-- Input material --
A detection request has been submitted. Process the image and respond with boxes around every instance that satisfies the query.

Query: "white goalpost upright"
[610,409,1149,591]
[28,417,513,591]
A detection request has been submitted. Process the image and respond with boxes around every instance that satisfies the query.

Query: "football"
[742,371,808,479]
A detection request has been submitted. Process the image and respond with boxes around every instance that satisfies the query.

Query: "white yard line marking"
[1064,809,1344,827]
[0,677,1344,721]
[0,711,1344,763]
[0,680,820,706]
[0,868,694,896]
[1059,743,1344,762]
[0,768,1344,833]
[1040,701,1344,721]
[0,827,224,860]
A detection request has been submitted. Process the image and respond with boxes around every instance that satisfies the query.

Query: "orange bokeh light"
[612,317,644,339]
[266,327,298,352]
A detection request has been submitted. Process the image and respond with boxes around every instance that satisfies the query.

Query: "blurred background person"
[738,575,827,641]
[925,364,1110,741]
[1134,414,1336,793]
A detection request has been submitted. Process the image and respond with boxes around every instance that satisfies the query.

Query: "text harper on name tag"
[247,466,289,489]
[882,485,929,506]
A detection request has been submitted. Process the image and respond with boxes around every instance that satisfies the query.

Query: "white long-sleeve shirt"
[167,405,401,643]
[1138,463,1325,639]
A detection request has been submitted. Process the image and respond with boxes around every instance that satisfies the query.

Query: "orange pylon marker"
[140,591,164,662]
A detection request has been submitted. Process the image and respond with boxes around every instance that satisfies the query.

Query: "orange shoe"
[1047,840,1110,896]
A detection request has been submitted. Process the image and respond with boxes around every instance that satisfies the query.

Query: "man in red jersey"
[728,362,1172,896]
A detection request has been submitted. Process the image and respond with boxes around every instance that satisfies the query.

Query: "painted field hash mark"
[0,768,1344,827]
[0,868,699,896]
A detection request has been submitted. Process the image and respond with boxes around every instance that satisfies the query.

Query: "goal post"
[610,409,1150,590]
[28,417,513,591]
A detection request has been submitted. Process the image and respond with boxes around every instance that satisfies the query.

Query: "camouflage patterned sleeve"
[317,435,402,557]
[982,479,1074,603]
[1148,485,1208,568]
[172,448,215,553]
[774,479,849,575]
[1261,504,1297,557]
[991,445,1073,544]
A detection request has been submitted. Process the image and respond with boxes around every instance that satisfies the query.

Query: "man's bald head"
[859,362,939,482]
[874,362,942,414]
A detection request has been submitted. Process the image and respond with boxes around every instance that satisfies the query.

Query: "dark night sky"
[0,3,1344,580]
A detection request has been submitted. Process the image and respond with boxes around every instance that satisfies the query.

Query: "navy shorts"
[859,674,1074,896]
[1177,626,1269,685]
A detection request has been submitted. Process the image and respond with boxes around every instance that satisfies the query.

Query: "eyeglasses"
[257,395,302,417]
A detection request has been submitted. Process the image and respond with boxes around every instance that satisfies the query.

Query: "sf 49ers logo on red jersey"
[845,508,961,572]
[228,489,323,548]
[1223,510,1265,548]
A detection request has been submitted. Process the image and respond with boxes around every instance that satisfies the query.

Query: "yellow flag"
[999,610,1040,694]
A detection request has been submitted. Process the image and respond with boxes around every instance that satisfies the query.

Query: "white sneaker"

-- Instruction --
Pull out every line of the data above that contains the word "white" and copy each one in full.

-- Answer to the problem --
Query: "white goalpost upright"
Query: "white yard line marking"
Query: "white long-sleeve shirt"
Query: "white sneaker"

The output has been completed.